| COMPLETE THE FOLLOWING |
a – From the interview guide, return the text word for word, starting at "CAREER GUIDANCE AND" and ending at "a rejection letter?".
b – Answer these questions using the interview guide:
(i) How many years has the writer worked in the video game industry?
(ii) Which roles can the Frontliner hold?
(iii) What does NDA stand for?

---- PASSAGE PROVIDED

UI UX Designer, Art Director & Remote UI UX Mentor

WHAT REALLY HAPPENS IN A UI UX DESIGN INTERVIEW FOR VIDEO GAMES

CAREER GUIDANCE AND PREPARATION

So you’re taking your shot at a job in the video game Industry as a UI UX Designer. You’ve got a portfolio (kinda), a resume (ish) and more than enough furlonged freetime to apply to dozens of game companies the world over. But… What if the worst thing in the world happens and you don’t get a rejection letter?

Ah-good-day-to-yous, My name is John Burnett, a UI UX Designer, Art Director and remote UI Mentor of some 20-ish years in the video game industry. In this age of wanting to give back generously to students (and soon to be students), I’ve thrown together this little guide on what to expect in an interview with a video game company as a UI UX Designer. After all, to apply is human – to interview – divine

THE FRONTLINER

If your application sparks any interest, you’ll first receive an email from what I’m going to playfully call a Frontliner. The Frontliner can be anyone from a recruiter, a producer, hiring manager or even the Art Director themselves. To be blunt, their job is to vet if you’re crazy, a liar or generally unviable to work with at a very early stage. The Frontliner will also ask you questions that orbit around your career, your past and your comfort-level(s).

Although the conversation will be sedate, the Frontliner may ask you the most hot-seat question of the entire process: what’s your salary range? Salary negotiations are monumental conversations in and of themselves, but in lieu of the answer you should definitely have an answer. Uncomfortable assigning yourself a dollar-value? Start with the wise words of a former coworker of mine: they’re all made-up numbers.    

You may have signed an NDA (non-disclosure agreement) at this point, likely because the game you’ll be working on if it’s still under wraps. The Frontliner will be the first one to lift the veil and tell you what the game is. If you didn’t sign an NDA, the Frontliner will, in very oblique terms, clarify if this is an opportunity you really want, or if you should do some light calisthenics for a graceful bow-out.

REAL QUESTIONS SAID BY REAL FRONTLINERS

  • So tell us a little about your career history
  • Are you comfortable / have you ever made UI UX Designs on the _________ platform / SKU?
  • Are you comfortable within the _________ genre?
  • Are you familiar with our Company’s games and history?
  • Have you ever worked with a team remotely before?

--------
---- DATA BLOCK

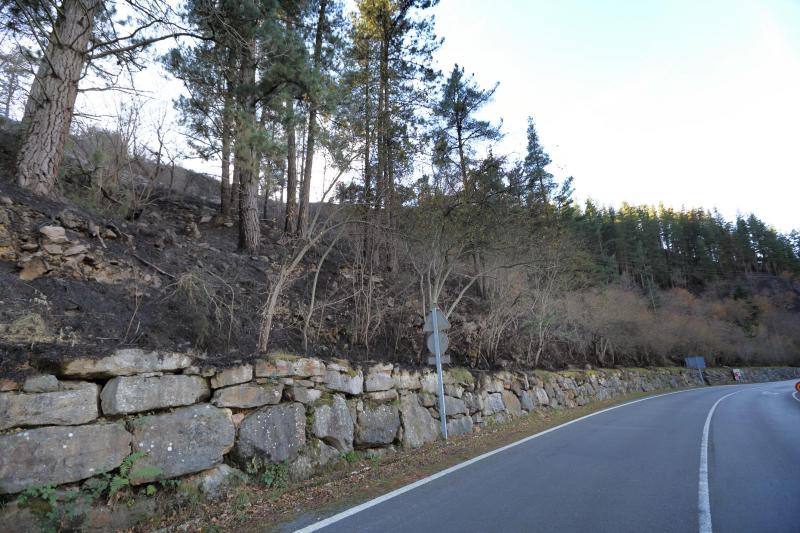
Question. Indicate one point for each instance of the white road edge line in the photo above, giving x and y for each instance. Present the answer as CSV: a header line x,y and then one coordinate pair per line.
x,y
703,495
402,490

--------

| PER-TASK ANSWERS |
a –
CAREER GUIDANCE AND PREPARATION

So you’re taking your shot at a job in the video game Industry as a UI UX Designer. You’ve got a portfolio (kinda), a resume (ish) and more than enough furlonged freetime to apply to dozens of game companies the world over. But… What if the worst thing in the world happens and you don’t get a rejection letter?

b –
(i) Some 20-ish years.
(ii) A recruiter, a producer, a hiring manager, or the Art Director.
(iii) Non-disclosure agreement.